━━━━━ THE RECORDS
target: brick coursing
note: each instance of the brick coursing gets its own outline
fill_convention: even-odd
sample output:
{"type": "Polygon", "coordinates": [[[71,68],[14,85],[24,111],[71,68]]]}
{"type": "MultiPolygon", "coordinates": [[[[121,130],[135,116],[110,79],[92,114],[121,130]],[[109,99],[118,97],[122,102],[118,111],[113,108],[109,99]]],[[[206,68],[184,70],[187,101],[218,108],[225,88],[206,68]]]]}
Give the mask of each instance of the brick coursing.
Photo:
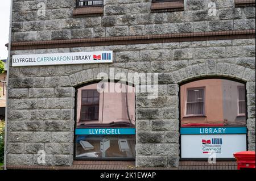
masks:
{"type": "MultiPolygon", "coordinates": [[[[37,1],[14,1],[12,40],[36,41],[255,29],[255,8],[234,8],[233,1],[185,0],[184,11],[151,13],[150,0],[105,0],[102,16],[74,18],[73,0],[46,1],[46,16],[37,1]],[[59,3],[60,2],[60,3],[59,3]],[[69,26],[68,26],[69,25],[69,26]]],[[[246,83],[249,149],[255,150],[255,39],[13,50],[14,54],[112,50],[110,64],[10,67],[7,164],[71,165],[75,89],[98,73],[158,73],[159,96],[136,95],[136,166],[177,167],[179,161],[179,84],[222,77],[246,83]]],[[[118,79],[117,78],[117,79],[118,79]]],[[[139,85],[137,85],[139,86],[139,85]]]]}

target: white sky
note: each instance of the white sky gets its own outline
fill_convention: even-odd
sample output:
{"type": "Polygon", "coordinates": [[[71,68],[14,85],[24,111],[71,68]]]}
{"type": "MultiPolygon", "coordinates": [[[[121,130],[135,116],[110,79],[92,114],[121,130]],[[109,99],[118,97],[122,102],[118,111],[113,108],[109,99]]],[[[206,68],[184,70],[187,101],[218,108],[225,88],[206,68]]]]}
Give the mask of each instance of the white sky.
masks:
{"type": "Polygon", "coordinates": [[[8,50],[5,44],[9,41],[10,6],[11,0],[1,0],[0,2],[0,60],[6,59],[8,50]]]}

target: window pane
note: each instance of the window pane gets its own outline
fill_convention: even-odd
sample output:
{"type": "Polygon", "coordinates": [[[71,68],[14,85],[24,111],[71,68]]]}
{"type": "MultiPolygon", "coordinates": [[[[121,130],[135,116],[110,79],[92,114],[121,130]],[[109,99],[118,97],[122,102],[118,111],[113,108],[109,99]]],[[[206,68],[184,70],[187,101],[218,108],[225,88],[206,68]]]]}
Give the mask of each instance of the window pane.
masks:
{"type": "Polygon", "coordinates": [[[87,90],[82,90],[82,98],[87,98],[88,97],[88,91],[87,90]]]}
{"type": "Polygon", "coordinates": [[[245,113],[245,101],[239,102],[239,113],[245,113]]]}
{"type": "Polygon", "coordinates": [[[98,104],[99,99],[98,98],[94,98],[93,99],[93,104],[98,104]]]}
{"type": "Polygon", "coordinates": [[[93,98],[93,90],[89,90],[88,91],[88,98],[93,98]]]}
{"type": "Polygon", "coordinates": [[[184,84],[180,86],[181,127],[245,127],[245,85],[235,81],[184,84]]]}
{"type": "Polygon", "coordinates": [[[245,90],[244,87],[240,87],[238,88],[238,95],[239,95],[239,100],[245,100],[245,90]]]}
{"type": "Polygon", "coordinates": [[[135,136],[77,136],[76,158],[134,158],[135,136]]]}
{"type": "Polygon", "coordinates": [[[77,127],[135,127],[134,87],[120,83],[106,82],[104,91],[100,93],[97,90],[98,87],[97,83],[94,83],[77,90],[77,127]],[[131,92],[112,91],[121,87],[123,87],[122,90],[131,92]],[[89,115],[86,116],[86,120],[90,121],[85,121],[84,119],[82,120],[82,116],[79,116],[85,113],[84,106],[90,109],[87,111],[89,115]],[[94,110],[91,110],[92,107],[94,110]]]}

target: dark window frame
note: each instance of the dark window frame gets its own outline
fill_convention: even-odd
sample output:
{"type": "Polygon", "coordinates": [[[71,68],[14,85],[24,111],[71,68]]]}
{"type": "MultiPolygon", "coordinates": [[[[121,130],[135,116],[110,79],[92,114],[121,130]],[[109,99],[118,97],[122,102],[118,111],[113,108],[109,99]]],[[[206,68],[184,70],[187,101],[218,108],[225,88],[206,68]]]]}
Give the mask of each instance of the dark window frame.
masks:
{"type": "MultiPolygon", "coordinates": [[[[247,129],[247,119],[248,119],[248,114],[247,114],[247,90],[246,90],[246,82],[241,81],[241,80],[239,80],[239,79],[234,79],[233,78],[230,78],[230,77],[222,77],[222,76],[213,76],[213,77],[209,77],[209,76],[206,76],[206,77],[200,77],[200,78],[195,78],[191,79],[189,79],[189,80],[187,80],[185,81],[180,82],[180,83],[178,83],[179,85],[179,93],[178,93],[178,96],[179,96],[179,133],[180,133],[180,136],[179,136],[179,155],[180,157],[180,161],[207,161],[208,158],[182,158],[181,157],[181,134],[180,134],[180,129],[182,128],[181,127],[181,119],[182,117],[182,115],[181,115],[181,104],[180,103],[180,94],[181,94],[181,92],[180,92],[180,87],[184,85],[185,85],[187,83],[188,83],[189,82],[195,82],[196,81],[200,81],[200,80],[204,80],[204,79],[225,79],[225,80],[229,80],[229,81],[234,81],[234,82],[239,82],[239,83],[241,83],[242,84],[243,84],[244,86],[245,86],[245,103],[246,103],[246,106],[245,106],[245,125],[246,125],[246,128],[247,128],[247,132],[246,132],[246,150],[248,150],[249,149],[249,141],[248,141],[248,129],[247,129]]],[[[236,158],[216,158],[216,161],[236,161],[236,158]]]]}
{"type": "Polygon", "coordinates": [[[152,3],[165,2],[177,2],[177,1],[184,1],[184,0],[152,0],[152,3]]]}
{"type": "Polygon", "coordinates": [[[82,8],[82,7],[102,7],[104,6],[104,0],[76,0],[76,8],[82,8]],[[102,4],[100,5],[80,5],[80,2],[92,2],[93,3],[93,2],[97,2],[97,1],[102,1],[102,4]]]}
{"type": "MultiPolygon", "coordinates": [[[[92,85],[94,83],[98,83],[100,81],[102,81],[102,80],[101,81],[92,81],[90,82],[89,83],[84,83],[83,85],[80,85],[79,86],[76,87],[76,93],[75,93],[75,115],[74,115],[74,119],[75,119],[76,120],[77,116],[77,113],[78,113],[78,111],[77,111],[77,94],[78,94],[78,89],[79,88],[88,86],[88,85],[92,85]]],[[[106,81],[106,82],[111,82],[112,80],[110,79],[108,79],[106,81]]],[[[126,85],[129,85],[129,86],[133,86],[134,87],[135,87],[135,85],[133,83],[129,83],[127,82],[125,82],[125,81],[120,81],[120,80],[114,80],[114,81],[115,83],[124,83],[126,85]]],[[[135,99],[136,100],[136,95],[135,95],[135,99]]],[[[136,104],[135,104],[134,105],[134,108],[136,110],[136,104]]],[[[135,124],[136,124],[136,121],[135,121],[135,124]]],[[[76,121],[75,121],[75,130],[77,128],[77,124],[76,124],[76,121]]],[[[126,134],[122,134],[122,135],[126,135],[126,134]]],[[[134,134],[134,139],[135,140],[135,145],[136,145],[136,134],[134,134]]],[[[81,160],[85,160],[85,161],[135,161],[135,158],[136,158],[136,151],[135,151],[135,157],[134,158],[125,158],[125,157],[120,157],[120,158],[77,158],[76,157],[76,141],[77,141],[77,137],[78,136],[78,135],[76,135],[75,132],[73,132],[73,145],[74,146],[73,147],[73,158],[74,160],[77,160],[77,161],[81,161],[81,160]]],[[[86,136],[86,135],[85,135],[86,136]]]]}
{"type": "Polygon", "coordinates": [[[100,93],[97,91],[96,89],[86,89],[86,90],[82,90],[81,91],[81,110],[80,110],[80,119],[79,121],[93,121],[93,120],[98,120],[98,114],[100,112],[100,93]],[[93,96],[88,96],[88,92],[89,91],[93,91],[93,96]],[[97,92],[98,93],[98,96],[94,96],[94,92],[97,92]],[[83,92],[87,92],[87,96],[83,97],[83,92]],[[98,98],[97,104],[94,104],[94,98],[98,98]],[[83,98],[92,98],[92,104],[84,104],[82,101],[83,98]],[[85,116],[85,117],[89,117],[89,110],[88,111],[87,113],[82,112],[82,107],[87,107],[89,109],[89,107],[94,107],[94,112],[93,113],[94,114],[93,119],[83,119],[82,117],[84,117],[84,115],[87,115],[87,116],[85,116]],[[97,109],[96,110],[95,109],[97,109]],[[96,115],[96,113],[97,113],[97,115],[96,115]]]}

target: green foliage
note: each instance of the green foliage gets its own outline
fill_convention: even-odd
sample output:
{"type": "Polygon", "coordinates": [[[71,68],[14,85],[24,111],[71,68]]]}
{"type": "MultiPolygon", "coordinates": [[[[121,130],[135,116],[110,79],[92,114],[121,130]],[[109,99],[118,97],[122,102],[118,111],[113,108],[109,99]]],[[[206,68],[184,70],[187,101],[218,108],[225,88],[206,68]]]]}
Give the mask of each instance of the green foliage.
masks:
{"type": "Polygon", "coordinates": [[[5,63],[0,60],[0,74],[5,72],[5,63]]]}
{"type": "Polygon", "coordinates": [[[0,163],[3,162],[5,148],[5,121],[0,120],[0,163]]]}

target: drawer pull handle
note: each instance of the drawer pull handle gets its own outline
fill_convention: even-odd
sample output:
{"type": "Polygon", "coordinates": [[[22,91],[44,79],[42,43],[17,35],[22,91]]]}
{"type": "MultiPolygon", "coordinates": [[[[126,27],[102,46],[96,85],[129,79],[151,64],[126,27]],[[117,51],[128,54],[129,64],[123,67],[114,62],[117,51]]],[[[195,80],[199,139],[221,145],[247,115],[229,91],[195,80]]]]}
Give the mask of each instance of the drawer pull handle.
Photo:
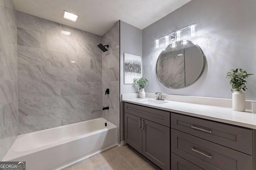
━━━━━━━━━━
## TASK BRIEF:
Please output as a JSON list of strings every line of the rows from the line holding "target: green foliage" through the end of the rows, both ends included. Give one string per line, skip blank lines, and leave the pictures out.

## ANSWER FOR THIS EXERCISE:
[
  "target: green foliage",
  "note: each instance of the green foliage gets its own outline",
  "fill_convention: even-odd",
  "sample output:",
  "{\"type\": \"Polygon\", \"coordinates\": [[[71,68],[14,85],[24,111],[71,68]]]}",
  "{\"type\": \"MultiPolygon\", \"coordinates\": [[[[121,130],[135,116],[110,79],[92,114],[121,130]],[[109,99],[118,97],[122,102],[118,111],[113,108],[109,99]]],[[[206,68],[184,70],[187,101],[218,108],[225,88],[206,68]]]]}",
  "Give the mask of each instance of the green foliage.",
  "masks:",
  "{\"type\": \"Polygon\", \"coordinates\": [[[5,63],[0,60],[0,74],[5,72],[5,63]]]}",
  "{\"type\": \"Polygon\", \"coordinates\": [[[0,163],[3,162],[5,148],[5,121],[0,120],[0,163]]]}",
  "target: drawer pull handle",
  "note: each instance of the drawer pull handle gets its own outline",
  "fill_convention: even-odd",
  "sample output:",
  "{\"type\": \"Polygon\", \"coordinates\": [[[22,91],[44,79],[42,43],[17,35],[22,91]]]}",
  "{\"type\": \"MultiPolygon\", \"coordinates\": [[[[126,27],[102,46],[96,85],[129,79],[151,64],[126,27]],[[117,51],[128,54],[129,64],[123,67],[114,62],[117,51]]],[[[195,80],[199,139],[221,145],[247,115],[229,91],[195,80]]]]}",
  "Give the mask of each instance of the drawer pull handle.",
  "Photo:"
]